What needs to be done
Return all lines in the data where the string "Trace" can be found.

Records shown
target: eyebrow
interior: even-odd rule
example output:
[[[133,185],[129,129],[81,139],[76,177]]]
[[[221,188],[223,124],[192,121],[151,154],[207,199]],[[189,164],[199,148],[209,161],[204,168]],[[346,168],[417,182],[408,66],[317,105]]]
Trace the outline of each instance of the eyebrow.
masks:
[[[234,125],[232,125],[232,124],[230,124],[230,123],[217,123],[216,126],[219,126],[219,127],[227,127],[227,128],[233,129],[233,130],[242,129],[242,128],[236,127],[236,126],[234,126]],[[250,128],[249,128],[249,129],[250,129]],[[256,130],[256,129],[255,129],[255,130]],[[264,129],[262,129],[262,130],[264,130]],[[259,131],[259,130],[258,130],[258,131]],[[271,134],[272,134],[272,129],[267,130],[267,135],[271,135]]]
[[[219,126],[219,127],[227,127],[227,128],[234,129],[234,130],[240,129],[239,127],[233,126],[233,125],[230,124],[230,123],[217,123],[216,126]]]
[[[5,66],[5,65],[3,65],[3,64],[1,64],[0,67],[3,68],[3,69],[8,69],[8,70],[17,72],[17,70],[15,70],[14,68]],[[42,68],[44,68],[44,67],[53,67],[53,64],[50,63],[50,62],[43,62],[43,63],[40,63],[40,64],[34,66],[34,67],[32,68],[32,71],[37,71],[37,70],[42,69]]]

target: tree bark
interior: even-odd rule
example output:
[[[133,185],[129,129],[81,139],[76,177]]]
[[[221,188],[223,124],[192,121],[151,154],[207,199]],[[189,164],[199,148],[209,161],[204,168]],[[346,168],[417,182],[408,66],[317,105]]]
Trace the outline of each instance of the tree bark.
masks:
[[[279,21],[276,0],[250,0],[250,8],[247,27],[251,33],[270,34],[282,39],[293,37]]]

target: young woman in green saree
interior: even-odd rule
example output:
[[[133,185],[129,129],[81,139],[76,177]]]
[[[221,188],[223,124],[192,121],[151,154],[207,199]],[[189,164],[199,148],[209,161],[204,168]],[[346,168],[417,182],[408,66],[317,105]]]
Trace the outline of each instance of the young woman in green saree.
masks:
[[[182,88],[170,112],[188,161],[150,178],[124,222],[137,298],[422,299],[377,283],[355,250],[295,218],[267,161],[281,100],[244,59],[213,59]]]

Exercise solution
Trace the outline of each instance of the eyebrow.
Trace the outline of each instance of the tree bark.
Trace the outline of each instance of the young woman in green saree.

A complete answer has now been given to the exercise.